◆ SUPPLIED INFORMATION:
= = =

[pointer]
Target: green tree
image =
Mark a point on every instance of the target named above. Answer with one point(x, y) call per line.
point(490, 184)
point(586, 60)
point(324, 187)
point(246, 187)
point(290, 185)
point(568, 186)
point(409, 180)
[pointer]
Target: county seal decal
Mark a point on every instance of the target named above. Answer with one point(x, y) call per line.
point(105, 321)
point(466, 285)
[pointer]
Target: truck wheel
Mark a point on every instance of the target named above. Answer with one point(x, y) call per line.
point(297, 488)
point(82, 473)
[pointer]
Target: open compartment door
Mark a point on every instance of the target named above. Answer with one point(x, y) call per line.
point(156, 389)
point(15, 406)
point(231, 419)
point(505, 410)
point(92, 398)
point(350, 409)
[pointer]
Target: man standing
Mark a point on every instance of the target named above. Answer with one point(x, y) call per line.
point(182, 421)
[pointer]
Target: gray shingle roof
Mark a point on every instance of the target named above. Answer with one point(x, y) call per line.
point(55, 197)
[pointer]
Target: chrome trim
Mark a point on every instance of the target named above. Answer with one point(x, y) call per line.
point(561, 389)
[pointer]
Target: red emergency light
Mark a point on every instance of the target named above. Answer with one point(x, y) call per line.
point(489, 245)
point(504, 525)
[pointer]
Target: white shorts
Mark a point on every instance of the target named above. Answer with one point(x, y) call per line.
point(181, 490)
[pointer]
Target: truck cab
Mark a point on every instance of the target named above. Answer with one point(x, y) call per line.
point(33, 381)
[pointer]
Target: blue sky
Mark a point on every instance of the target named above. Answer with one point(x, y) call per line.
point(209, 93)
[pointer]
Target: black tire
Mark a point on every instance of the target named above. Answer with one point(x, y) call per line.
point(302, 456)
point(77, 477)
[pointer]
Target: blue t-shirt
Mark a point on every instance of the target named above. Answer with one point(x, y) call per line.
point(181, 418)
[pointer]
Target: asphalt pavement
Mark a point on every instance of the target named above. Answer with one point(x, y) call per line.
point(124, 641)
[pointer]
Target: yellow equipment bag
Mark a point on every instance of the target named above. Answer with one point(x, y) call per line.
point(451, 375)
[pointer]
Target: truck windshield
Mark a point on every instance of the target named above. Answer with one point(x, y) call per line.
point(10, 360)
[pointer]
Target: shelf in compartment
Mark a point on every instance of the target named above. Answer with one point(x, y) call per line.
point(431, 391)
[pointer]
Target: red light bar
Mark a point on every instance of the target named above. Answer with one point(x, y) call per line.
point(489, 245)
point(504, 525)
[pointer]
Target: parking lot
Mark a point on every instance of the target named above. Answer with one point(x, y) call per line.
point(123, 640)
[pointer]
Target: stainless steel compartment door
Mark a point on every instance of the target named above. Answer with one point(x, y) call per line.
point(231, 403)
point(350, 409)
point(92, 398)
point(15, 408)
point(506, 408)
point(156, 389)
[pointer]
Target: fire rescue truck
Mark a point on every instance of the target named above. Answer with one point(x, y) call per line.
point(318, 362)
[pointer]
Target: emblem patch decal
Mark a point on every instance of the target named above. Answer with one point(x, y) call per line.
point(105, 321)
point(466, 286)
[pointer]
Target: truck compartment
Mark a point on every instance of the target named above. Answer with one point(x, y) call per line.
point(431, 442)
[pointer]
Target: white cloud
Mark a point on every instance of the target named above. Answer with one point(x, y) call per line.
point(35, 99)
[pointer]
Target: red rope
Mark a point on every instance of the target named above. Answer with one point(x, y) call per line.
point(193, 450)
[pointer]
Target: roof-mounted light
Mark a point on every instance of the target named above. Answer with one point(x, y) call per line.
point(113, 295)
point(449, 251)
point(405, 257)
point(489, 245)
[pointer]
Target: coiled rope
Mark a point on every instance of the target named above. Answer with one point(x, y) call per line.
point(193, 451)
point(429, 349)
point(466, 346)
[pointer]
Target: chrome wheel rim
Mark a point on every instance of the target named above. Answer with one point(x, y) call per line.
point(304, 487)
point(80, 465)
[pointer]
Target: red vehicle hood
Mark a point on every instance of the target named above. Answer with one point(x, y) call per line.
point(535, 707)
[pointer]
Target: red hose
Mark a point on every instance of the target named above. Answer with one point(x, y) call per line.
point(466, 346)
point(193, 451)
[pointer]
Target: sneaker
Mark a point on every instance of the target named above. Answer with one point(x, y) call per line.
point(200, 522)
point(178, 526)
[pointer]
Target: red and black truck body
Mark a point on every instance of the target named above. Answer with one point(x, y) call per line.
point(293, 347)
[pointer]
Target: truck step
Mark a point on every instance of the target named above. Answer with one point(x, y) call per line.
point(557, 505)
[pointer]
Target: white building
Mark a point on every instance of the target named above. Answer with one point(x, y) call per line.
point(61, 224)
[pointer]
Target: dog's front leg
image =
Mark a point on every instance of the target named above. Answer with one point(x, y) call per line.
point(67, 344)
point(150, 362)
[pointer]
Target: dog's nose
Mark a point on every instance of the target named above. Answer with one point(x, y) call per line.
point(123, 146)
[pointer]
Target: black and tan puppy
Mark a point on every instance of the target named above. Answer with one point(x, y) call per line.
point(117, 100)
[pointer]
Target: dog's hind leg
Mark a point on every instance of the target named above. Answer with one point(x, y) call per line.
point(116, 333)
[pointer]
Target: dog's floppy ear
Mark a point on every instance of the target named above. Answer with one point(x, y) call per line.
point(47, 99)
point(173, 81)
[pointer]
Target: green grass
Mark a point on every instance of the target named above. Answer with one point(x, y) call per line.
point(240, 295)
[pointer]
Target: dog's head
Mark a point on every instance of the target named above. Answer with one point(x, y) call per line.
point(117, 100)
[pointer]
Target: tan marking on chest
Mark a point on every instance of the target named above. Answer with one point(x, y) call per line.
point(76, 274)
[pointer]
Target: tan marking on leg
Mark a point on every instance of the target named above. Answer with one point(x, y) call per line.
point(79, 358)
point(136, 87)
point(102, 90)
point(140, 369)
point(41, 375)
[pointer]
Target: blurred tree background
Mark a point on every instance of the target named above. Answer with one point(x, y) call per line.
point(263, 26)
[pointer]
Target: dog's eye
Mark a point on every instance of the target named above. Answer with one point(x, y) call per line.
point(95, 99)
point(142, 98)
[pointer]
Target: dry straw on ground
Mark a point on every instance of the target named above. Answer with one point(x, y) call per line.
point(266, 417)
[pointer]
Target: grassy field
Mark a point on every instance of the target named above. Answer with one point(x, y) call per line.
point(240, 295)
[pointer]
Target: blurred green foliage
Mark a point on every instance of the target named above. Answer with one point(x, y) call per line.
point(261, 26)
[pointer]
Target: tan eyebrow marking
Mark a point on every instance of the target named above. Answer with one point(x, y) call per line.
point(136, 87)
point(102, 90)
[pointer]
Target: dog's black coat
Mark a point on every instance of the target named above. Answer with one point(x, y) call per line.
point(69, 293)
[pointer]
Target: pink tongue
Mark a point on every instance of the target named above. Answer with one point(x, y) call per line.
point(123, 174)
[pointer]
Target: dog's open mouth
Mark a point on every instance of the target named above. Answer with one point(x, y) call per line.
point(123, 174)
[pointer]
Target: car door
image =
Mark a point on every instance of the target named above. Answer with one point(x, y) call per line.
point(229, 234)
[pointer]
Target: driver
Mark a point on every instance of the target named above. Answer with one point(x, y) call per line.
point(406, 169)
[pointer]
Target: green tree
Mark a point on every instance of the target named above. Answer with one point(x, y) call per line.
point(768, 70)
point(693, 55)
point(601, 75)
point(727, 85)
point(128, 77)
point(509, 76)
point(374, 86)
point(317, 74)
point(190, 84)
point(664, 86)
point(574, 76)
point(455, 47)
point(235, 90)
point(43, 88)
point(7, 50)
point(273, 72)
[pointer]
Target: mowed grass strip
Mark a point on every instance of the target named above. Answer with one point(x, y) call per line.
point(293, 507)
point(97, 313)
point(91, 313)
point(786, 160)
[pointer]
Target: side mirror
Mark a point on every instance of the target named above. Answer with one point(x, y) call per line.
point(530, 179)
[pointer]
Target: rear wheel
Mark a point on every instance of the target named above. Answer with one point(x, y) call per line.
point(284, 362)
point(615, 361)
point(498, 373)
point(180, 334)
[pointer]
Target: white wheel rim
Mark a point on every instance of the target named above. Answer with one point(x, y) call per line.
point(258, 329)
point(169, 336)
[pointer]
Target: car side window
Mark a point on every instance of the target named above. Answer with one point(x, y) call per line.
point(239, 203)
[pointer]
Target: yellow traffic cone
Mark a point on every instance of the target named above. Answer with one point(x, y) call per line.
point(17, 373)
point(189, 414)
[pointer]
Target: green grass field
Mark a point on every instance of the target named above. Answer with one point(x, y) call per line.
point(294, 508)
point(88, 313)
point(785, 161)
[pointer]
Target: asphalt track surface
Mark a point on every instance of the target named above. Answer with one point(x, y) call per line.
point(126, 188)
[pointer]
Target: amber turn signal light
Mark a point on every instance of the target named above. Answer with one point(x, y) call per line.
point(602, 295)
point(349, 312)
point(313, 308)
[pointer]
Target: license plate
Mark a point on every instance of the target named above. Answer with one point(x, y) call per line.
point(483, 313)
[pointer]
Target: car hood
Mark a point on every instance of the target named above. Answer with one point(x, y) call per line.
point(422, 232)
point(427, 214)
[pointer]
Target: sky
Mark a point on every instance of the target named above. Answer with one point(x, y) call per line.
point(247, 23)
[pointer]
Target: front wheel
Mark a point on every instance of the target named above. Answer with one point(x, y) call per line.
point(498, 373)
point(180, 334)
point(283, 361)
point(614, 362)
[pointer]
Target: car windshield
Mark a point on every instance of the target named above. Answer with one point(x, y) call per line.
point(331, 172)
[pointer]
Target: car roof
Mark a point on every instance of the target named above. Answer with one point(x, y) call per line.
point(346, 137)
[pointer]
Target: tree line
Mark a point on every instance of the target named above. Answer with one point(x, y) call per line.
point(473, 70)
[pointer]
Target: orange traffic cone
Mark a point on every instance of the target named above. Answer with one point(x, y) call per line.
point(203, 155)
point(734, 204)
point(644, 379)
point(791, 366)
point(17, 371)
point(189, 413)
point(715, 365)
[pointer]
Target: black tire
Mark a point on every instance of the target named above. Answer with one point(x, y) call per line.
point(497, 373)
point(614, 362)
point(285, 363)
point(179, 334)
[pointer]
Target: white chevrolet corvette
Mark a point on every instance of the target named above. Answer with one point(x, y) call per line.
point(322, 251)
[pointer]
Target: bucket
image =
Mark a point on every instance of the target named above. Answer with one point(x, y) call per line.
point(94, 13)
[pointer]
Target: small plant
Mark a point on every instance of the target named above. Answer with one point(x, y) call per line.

= = =

◆ EXERCISE BRIEF: Extract every line of the listing above that contains the word "door".

◆ CORRECT ANSWER:
Target: open compartment door
Target: stainless steel compartment door
Target: car door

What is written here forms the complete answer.